### RECORDED INFORMATION
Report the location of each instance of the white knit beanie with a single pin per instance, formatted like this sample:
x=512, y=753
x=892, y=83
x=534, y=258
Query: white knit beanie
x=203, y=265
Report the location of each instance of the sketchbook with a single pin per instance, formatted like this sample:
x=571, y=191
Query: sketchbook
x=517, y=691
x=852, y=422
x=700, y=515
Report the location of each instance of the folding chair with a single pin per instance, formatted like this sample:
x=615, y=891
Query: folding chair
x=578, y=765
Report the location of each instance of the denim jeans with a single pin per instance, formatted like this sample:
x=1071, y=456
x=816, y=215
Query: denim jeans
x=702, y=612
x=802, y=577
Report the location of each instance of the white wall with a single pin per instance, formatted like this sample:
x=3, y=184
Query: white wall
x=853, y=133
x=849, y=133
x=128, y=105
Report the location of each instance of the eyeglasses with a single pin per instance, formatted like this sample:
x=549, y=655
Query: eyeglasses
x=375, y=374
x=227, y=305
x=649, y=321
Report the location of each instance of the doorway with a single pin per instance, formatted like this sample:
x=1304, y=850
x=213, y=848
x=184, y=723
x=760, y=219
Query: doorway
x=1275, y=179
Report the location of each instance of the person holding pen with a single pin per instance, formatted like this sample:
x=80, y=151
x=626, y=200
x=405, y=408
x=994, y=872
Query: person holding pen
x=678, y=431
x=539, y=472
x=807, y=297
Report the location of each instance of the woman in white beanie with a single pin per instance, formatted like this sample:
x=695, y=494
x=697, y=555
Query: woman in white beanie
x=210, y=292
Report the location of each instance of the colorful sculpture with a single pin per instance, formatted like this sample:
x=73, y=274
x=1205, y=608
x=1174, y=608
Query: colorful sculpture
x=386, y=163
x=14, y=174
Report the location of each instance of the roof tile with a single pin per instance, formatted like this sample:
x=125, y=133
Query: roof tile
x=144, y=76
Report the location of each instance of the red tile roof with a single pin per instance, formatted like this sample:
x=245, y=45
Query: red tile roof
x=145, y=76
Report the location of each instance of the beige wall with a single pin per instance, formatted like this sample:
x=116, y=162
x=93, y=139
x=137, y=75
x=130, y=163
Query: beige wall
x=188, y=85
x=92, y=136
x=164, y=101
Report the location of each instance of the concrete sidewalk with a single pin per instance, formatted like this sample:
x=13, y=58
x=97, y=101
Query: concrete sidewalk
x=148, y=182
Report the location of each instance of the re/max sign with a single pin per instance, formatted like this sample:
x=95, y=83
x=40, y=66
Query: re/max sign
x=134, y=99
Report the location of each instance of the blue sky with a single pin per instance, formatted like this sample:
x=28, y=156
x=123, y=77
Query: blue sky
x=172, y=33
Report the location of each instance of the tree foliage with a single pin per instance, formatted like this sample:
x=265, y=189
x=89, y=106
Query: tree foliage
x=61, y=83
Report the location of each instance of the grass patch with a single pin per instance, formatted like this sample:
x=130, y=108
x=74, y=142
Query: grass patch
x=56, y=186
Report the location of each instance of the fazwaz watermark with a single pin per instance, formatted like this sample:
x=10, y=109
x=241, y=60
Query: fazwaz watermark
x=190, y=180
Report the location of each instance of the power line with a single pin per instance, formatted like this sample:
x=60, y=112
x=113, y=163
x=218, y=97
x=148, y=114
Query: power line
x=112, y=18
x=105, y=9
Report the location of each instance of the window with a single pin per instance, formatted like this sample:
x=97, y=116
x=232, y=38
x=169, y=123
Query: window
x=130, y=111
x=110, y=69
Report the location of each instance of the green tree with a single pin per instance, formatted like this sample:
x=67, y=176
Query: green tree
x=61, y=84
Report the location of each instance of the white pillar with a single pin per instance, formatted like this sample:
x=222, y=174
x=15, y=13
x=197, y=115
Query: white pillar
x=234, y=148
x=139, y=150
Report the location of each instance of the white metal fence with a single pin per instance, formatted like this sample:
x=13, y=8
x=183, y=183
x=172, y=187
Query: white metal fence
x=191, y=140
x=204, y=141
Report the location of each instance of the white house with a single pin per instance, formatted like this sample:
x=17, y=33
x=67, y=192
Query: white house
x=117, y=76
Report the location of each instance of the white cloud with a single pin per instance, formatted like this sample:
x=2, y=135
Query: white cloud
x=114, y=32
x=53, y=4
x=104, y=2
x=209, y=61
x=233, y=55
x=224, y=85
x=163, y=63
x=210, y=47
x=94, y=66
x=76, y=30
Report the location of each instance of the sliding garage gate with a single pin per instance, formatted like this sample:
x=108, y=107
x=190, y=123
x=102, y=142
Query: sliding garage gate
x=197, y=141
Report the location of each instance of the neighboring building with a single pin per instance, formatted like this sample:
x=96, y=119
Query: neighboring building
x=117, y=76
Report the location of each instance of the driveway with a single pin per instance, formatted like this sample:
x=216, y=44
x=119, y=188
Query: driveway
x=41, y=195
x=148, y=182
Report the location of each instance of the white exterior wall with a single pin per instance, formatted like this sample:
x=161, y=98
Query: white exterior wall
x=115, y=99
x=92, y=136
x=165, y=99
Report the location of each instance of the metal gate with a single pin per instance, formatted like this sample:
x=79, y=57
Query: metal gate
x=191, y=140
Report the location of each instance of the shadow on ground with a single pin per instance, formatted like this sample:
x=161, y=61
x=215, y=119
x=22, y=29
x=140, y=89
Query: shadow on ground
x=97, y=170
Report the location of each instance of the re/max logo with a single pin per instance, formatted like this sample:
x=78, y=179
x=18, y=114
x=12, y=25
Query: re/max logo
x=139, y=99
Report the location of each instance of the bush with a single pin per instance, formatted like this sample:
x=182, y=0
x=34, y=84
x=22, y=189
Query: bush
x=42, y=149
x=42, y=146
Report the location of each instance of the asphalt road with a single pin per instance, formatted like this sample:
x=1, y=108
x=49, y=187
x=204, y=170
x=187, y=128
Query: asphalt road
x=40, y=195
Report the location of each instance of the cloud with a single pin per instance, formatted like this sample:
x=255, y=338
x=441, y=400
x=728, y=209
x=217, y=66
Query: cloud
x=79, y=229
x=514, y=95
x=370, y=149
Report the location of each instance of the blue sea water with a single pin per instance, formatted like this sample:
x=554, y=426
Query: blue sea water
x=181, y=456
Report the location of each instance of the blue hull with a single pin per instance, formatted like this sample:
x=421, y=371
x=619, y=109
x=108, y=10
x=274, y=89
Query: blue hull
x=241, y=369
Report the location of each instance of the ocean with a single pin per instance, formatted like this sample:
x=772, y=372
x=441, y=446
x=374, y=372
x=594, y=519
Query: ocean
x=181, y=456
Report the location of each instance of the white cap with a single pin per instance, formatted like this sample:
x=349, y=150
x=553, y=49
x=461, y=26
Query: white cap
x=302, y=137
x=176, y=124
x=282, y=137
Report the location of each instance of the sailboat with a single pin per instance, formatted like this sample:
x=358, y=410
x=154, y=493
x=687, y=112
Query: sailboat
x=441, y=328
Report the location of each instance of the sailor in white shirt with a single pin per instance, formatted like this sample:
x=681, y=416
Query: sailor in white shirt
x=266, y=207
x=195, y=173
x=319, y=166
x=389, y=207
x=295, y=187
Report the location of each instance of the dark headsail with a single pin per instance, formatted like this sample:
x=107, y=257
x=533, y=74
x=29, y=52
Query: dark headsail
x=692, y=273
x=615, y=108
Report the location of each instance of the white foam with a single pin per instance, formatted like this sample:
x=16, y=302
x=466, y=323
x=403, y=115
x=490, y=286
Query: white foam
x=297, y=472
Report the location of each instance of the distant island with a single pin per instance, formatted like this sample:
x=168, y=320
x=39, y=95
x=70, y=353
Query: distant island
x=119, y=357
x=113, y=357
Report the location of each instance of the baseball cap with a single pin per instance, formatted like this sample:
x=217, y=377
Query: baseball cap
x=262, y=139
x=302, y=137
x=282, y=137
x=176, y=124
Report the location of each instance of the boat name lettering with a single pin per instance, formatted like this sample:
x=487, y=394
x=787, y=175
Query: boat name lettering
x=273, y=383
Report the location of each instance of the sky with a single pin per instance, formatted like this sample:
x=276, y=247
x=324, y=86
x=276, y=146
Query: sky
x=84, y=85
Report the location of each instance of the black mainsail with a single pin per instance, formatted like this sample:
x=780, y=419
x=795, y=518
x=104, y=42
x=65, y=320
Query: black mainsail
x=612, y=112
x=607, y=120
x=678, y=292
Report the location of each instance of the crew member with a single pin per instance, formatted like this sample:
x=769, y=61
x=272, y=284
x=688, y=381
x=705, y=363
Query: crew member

### DIRECTIONS FOR THIS TASK
The lines to quote run from the one containing "Report the location of each instance of the sailboat" through the final line of the material above; please give them exactly, both ends included, and nothing else.

### THE OUTPUT
Report the location of each instance of the sailboat with a single pin per instance, formatted like this sample:
x=358, y=410
x=154, y=493
x=687, y=112
Query: sailboat
x=441, y=328
Report the location of each instance of the sailor in white shirt with a single pin per instance, formatted like this sample:
x=681, y=416
Query: sailor in white shirt
x=266, y=207
x=195, y=173
x=319, y=166
x=389, y=207
x=295, y=187
Report the location of each instance of the dark headsail with a single pin per instance, formatted like this sample:
x=107, y=257
x=533, y=74
x=29, y=52
Query: dark headsail
x=692, y=273
x=615, y=108
Report the location of each instance of the white foam with a single pin per instance, formatted like this sample:
x=16, y=302
x=466, y=323
x=403, y=115
x=490, y=286
Query: white foam
x=297, y=472
Report the location of each instance of the distant island with a single pin per instance, formatted like this sample:
x=168, y=320
x=39, y=95
x=70, y=353
Query: distant island
x=119, y=357
x=113, y=357
Report the location of each instance of the baseball cap with a single pin per instance, formatted like this sample:
x=217, y=377
Query: baseball cap
x=262, y=139
x=302, y=137
x=282, y=137
x=176, y=124
Report the location of each instance of the boat name lettering with a single pin per instance, formatted like this sample:
x=487, y=394
x=787, y=175
Query: boat name lettering
x=273, y=383
Report the location of each instance of the sky with a single pin per instance, formatted like this sample:
x=276, y=247
x=324, y=86
x=276, y=146
Query: sky
x=84, y=85
Report the location of each instance of the black mainsail with a single pin per instance, formatted like this sample:
x=780, y=419
x=795, y=518
x=104, y=42
x=65, y=320
Query: black mainsail
x=612, y=112
x=607, y=120
x=678, y=292
Report the location of each instance of the crew member with a single pin per instance, formatted like this sample:
x=769, y=61
x=272, y=284
x=688, y=381
x=705, y=363
Query: crew member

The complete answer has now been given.